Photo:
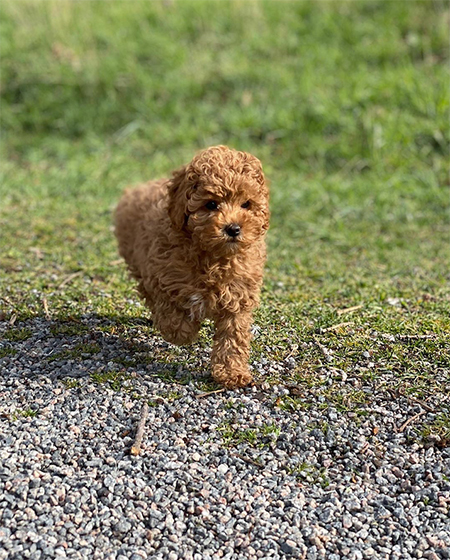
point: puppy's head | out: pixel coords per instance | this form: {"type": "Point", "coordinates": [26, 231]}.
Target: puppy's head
{"type": "Point", "coordinates": [220, 200]}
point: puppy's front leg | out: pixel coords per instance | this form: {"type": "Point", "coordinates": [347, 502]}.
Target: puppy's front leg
{"type": "Point", "coordinates": [231, 349]}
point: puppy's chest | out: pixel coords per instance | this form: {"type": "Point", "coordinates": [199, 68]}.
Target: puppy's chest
{"type": "Point", "coordinates": [209, 299]}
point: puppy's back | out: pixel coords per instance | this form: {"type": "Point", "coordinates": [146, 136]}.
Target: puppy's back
{"type": "Point", "coordinates": [134, 207]}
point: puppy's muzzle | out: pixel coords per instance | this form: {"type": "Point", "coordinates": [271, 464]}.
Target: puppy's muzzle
{"type": "Point", "coordinates": [233, 230]}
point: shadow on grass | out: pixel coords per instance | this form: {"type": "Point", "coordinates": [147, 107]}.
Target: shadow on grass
{"type": "Point", "coordinates": [108, 349]}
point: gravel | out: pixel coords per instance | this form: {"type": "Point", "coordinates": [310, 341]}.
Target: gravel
{"type": "Point", "coordinates": [226, 475]}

________________

● **The task**
Any picture found in the data is to be skipped while the rest is copied exactly.

● **Completed task**
Photo:
point: puppy's head | out: pixel coords per instance | this form: {"type": "Point", "coordinates": [26, 231]}.
Target: puppy's head
{"type": "Point", "coordinates": [220, 200]}
point: puppy's front leg | out: pixel coords per instance | this form: {"type": "Point", "coordinates": [347, 502]}.
Target: puppy's front leg
{"type": "Point", "coordinates": [231, 349]}
point: puppy's chest | out: pixel coords per instance | this form: {"type": "Point", "coordinates": [199, 68]}.
Target: puppy's chest
{"type": "Point", "coordinates": [209, 299]}
point: puppy's back | out: pixel coords per instance | this form: {"type": "Point", "coordinates": [146, 136]}.
Target: puppy's back
{"type": "Point", "coordinates": [134, 207]}
point: puppy's muzzle | out: pixel coords per instance | this form: {"type": "Point", "coordinates": [271, 464]}.
Target: puppy's muzzle
{"type": "Point", "coordinates": [233, 230]}
point: shadow on grass | out: pixel coords per instance | this form: {"type": "Point", "coordinates": [147, 107]}.
Target: shadow on grass
{"type": "Point", "coordinates": [108, 349]}
point: gravel | out: pixel coords per instance | this form: {"type": "Point", "coordinates": [310, 341]}.
Target: gravel
{"type": "Point", "coordinates": [226, 475]}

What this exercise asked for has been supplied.